[What the task asks]
Transcribe the lines below word for word, starting with the line that contains "Please annotate the bench backrest" and continuing through the line that contains "<point>1099,145</point>", including both of those lines.

[Data lines]
·····
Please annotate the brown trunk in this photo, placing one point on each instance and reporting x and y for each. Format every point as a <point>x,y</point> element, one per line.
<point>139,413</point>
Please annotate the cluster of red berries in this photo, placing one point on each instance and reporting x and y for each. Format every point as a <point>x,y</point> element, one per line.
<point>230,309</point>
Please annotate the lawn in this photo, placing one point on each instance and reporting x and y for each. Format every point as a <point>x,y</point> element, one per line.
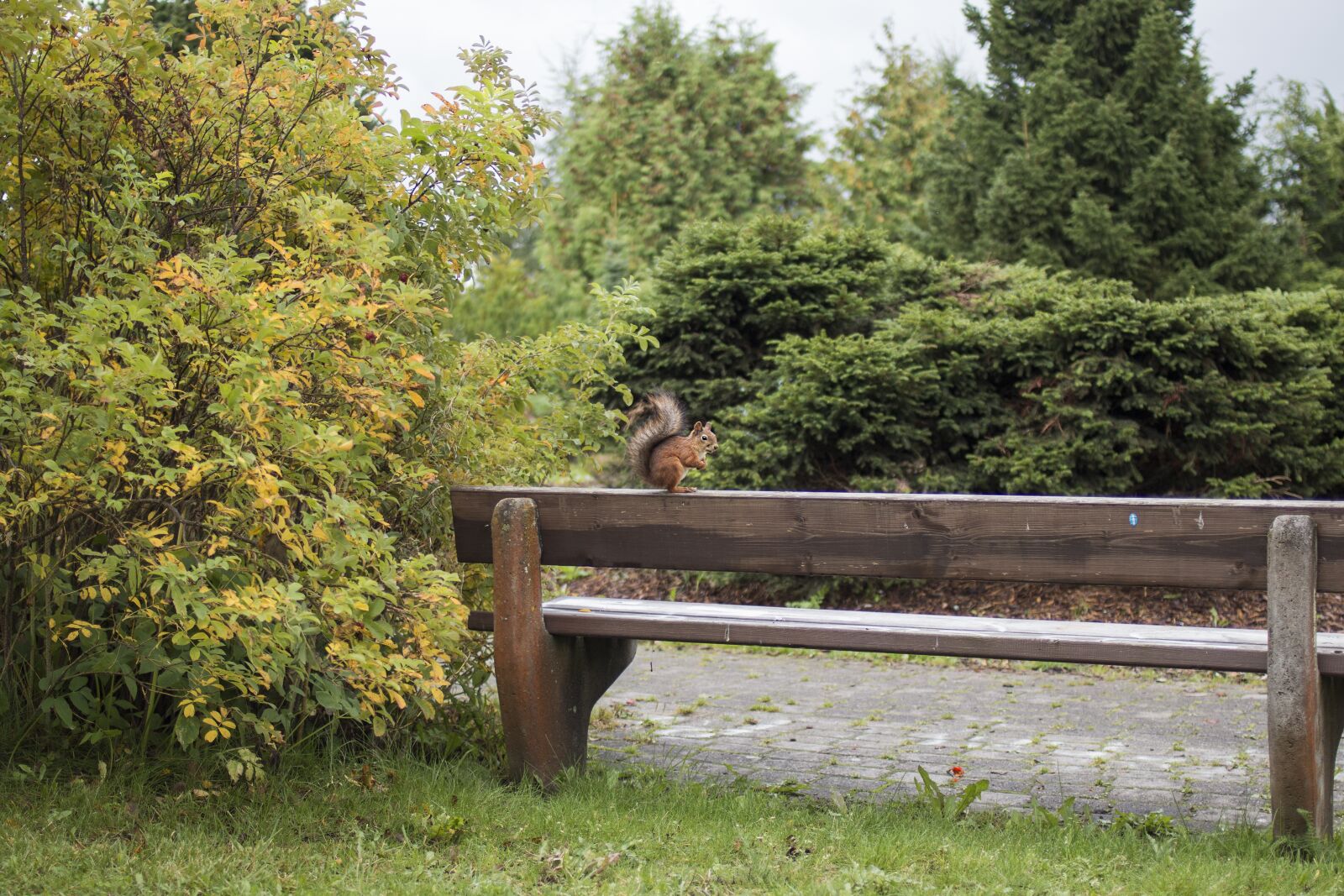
<point>396,825</point>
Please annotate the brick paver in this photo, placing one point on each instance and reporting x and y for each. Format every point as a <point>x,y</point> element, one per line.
<point>1184,745</point>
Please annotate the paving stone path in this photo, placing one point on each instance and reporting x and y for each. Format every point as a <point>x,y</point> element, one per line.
<point>1184,745</point>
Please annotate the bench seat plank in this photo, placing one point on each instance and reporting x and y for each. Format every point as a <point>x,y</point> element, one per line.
<point>1153,542</point>
<point>991,638</point>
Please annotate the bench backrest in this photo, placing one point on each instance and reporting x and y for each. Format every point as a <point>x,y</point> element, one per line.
<point>1155,542</point>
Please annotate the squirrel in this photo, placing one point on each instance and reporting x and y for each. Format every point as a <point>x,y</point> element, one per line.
<point>658,452</point>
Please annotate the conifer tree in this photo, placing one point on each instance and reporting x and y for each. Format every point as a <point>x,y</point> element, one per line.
<point>1305,164</point>
<point>879,167</point>
<point>1099,145</point>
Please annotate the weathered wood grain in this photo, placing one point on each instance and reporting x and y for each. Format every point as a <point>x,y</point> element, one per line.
<point>1109,644</point>
<point>1171,542</point>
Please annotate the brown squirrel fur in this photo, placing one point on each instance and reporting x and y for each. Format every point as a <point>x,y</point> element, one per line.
<point>658,452</point>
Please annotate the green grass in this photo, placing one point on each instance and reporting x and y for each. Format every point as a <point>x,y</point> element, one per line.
<point>405,826</point>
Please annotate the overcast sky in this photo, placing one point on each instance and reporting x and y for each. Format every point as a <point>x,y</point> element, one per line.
<point>823,43</point>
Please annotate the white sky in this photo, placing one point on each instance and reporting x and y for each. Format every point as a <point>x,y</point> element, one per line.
<point>822,45</point>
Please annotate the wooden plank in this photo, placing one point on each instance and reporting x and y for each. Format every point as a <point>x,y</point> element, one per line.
·····
[Answer to this exercise]
Please annotate the bench backrest in this photo, placing one point on each instance and reporting x and y for each. Format every point as a <point>x,y</point> element, one per line.
<point>1155,542</point>
Please annotate the squirrel in this photo, placing one point on each instance and reporting x and y for each. Format every point as a <point>x,y</point> element, one per line.
<point>658,452</point>
Please annotate the conifer tree in this photo, placing one point on each instance and reporting x and y for each. Format every point as a <point>x,y</point> element, one per line.
<point>1305,164</point>
<point>879,167</point>
<point>1099,145</point>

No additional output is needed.